Can you reproduce every line of the material below with no changes?

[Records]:
****
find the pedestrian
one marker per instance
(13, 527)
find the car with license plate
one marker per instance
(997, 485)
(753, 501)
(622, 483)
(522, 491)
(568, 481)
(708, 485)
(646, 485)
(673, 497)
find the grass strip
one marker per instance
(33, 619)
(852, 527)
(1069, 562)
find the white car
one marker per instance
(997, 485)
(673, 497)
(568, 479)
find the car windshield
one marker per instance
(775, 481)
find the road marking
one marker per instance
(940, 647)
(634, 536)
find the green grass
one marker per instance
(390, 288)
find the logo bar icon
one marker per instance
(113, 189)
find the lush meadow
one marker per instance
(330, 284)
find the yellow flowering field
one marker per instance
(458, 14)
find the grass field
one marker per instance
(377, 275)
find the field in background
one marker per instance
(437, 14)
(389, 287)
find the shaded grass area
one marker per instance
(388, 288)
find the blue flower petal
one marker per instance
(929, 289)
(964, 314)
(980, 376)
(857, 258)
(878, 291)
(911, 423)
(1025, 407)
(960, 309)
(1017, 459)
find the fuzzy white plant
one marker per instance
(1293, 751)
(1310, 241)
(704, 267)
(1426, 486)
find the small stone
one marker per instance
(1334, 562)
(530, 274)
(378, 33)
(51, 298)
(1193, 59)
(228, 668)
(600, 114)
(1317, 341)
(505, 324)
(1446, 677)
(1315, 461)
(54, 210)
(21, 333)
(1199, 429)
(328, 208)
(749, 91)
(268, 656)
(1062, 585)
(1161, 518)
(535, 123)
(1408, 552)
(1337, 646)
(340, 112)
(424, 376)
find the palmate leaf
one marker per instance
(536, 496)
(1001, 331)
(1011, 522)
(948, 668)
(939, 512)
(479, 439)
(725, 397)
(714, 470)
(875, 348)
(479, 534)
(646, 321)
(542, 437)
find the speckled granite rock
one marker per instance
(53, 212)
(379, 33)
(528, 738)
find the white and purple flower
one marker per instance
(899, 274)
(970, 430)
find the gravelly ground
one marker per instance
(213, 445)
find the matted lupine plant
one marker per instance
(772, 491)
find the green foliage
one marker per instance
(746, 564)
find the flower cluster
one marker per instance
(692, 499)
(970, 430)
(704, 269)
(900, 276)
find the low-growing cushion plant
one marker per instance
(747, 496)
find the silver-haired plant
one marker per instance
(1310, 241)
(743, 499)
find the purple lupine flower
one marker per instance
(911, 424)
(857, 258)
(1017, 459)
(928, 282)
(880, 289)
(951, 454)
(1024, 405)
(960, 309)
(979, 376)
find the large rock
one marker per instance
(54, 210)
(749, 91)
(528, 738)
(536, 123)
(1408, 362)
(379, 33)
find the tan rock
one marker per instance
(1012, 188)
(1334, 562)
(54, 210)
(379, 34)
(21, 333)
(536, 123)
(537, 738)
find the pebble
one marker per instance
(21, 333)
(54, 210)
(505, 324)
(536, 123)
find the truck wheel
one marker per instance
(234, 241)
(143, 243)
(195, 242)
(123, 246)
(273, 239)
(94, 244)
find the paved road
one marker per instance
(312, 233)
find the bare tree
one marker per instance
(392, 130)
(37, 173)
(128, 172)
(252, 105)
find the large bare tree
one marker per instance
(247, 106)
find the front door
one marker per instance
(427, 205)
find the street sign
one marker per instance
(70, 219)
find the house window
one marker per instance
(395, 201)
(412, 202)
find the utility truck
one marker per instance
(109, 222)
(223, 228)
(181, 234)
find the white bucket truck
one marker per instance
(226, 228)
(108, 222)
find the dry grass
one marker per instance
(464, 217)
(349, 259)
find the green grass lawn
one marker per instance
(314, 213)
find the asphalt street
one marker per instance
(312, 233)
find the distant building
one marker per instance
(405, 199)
****
[FULL OUTPUT]:
find the pedestrian
one marker per instance
(13, 527)
find the car with license plate
one marker per instance
(997, 485)
(753, 501)
(622, 483)
(522, 491)
(568, 481)
(708, 485)
(646, 485)
(673, 497)
find the grass strip
one marker per instance
(33, 619)
(852, 527)
(1069, 562)
find the white car
one marker per instance
(997, 485)
(673, 497)
(568, 479)
find the car windshield
one marker per instance
(775, 481)
find the road marking
one marker per instance
(940, 647)
(634, 536)
find the green grass
one marker per instance
(390, 288)
find the logo bar icon
one marker per instance
(113, 189)
find the lush meadow
one marker per instance
(330, 284)
find the yellow flowering field
one marker per instance
(458, 14)
find the grass field
one marker per instance
(377, 275)
find the field in background
one marker per instance
(437, 14)
(389, 287)
find the shaded grass area
one marker per instance
(388, 288)
find the blue flower petal
one marker per instance
(929, 289)
(964, 314)
(980, 376)
(857, 258)
(878, 291)
(911, 423)
(1025, 407)
(960, 309)
(1017, 459)
find the fuzzy white plant
one marker per instance
(1293, 751)
(1310, 241)
(704, 267)
(1426, 486)
find the small stone
one marker per instance
(1334, 562)
(530, 274)
(378, 33)
(51, 298)
(1193, 59)
(228, 668)
(600, 114)
(1317, 341)
(505, 324)
(1446, 677)
(1315, 461)
(54, 210)
(21, 333)
(1199, 429)
(328, 208)
(749, 91)
(268, 656)
(1062, 585)
(1161, 518)
(535, 123)
(1408, 552)
(1337, 646)
(340, 112)
(424, 376)
find the palmate leaf
one marker per instance
(536, 496)
(1001, 331)
(1011, 522)
(948, 668)
(939, 512)
(479, 439)
(725, 397)
(714, 470)
(875, 348)
(479, 534)
(646, 321)
(542, 437)
find the speckled granite rock
one marker per instance
(53, 212)
(379, 33)
(528, 738)
find the white and purple flower
one marker per instance
(899, 274)
(970, 430)
find the gravelly ground
one marker per instance
(213, 445)
find the matted lupine plant
one marker per instance
(772, 491)
find the green foliage
one marker per instance
(746, 564)
find the flower cluster
one marker per instance
(692, 499)
(970, 430)
(704, 269)
(900, 276)
find the low-growing cushion plant
one marker per instance
(747, 496)
find the silver-haired plant
one marker per instance
(1310, 241)
(743, 499)
find the purple lupine flower
one marker per instance
(911, 424)
(857, 258)
(1017, 459)
(928, 282)
(880, 289)
(951, 454)
(1024, 405)
(960, 309)
(979, 376)
find the large rock
one marker per instance
(54, 210)
(749, 91)
(528, 738)
(536, 123)
(1408, 362)
(379, 33)
find the tan rock
one marker per instance
(1012, 188)
(1334, 562)
(54, 210)
(379, 34)
(21, 333)
(536, 123)
(537, 738)
find the pebble
one marker per instance
(21, 333)
(54, 210)
(505, 324)
(536, 123)
find the truck wheel
one marker per instance
(234, 241)
(143, 243)
(195, 242)
(123, 246)
(273, 239)
(94, 244)
find the paved road
one marker per instance
(312, 233)
find the bare tree
one marker per instance
(392, 130)
(37, 173)
(128, 172)
(252, 105)
find the large bare tree
one marker per instance
(247, 106)
find the front door
one marker per instance
(427, 205)
find the street sign
one marker per instance
(70, 219)
find the house window
one marker per instance
(395, 201)
(412, 202)
find the utility truck
one marker per instance
(109, 222)
(223, 228)
(181, 234)
find the white bucket truck
one marker per instance
(226, 228)
(108, 222)
find the dry grass
one marker per instance
(464, 217)
(349, 259)
find the green grass lawn
one marker per instance
(314, 213)
find the asphalt street
one marker per instance
(312, 233)
find the distant building
one marker per instance
(405, 199)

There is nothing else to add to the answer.